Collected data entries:
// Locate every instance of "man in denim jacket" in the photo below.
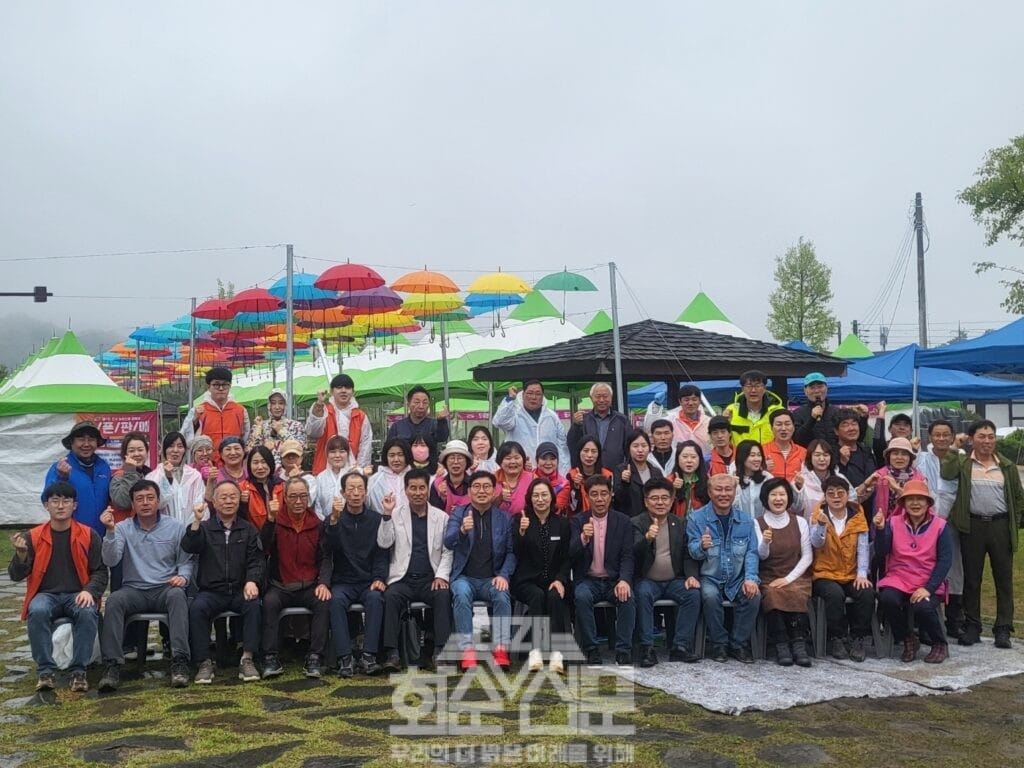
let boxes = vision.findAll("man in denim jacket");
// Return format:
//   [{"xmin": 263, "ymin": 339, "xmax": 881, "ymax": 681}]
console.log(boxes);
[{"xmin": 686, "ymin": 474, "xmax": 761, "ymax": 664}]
* * *
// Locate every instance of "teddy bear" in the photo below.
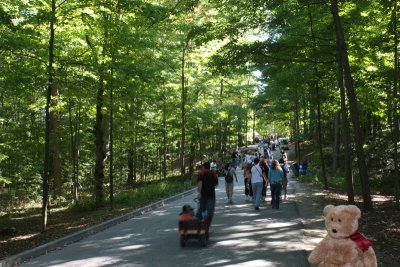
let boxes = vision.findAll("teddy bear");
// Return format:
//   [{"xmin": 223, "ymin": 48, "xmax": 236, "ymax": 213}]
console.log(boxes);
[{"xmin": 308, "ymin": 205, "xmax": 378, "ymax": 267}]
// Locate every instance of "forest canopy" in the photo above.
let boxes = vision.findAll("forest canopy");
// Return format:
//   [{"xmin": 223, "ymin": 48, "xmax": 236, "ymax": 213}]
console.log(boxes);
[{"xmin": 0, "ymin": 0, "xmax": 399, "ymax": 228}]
==
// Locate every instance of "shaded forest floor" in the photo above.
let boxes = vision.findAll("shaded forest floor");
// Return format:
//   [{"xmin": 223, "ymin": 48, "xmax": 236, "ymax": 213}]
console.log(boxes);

CHALLENGE:
How many lines in the rows above contain the string "below"? Case counts, and the reply should be the number alone.

FULL RESPONSE:
2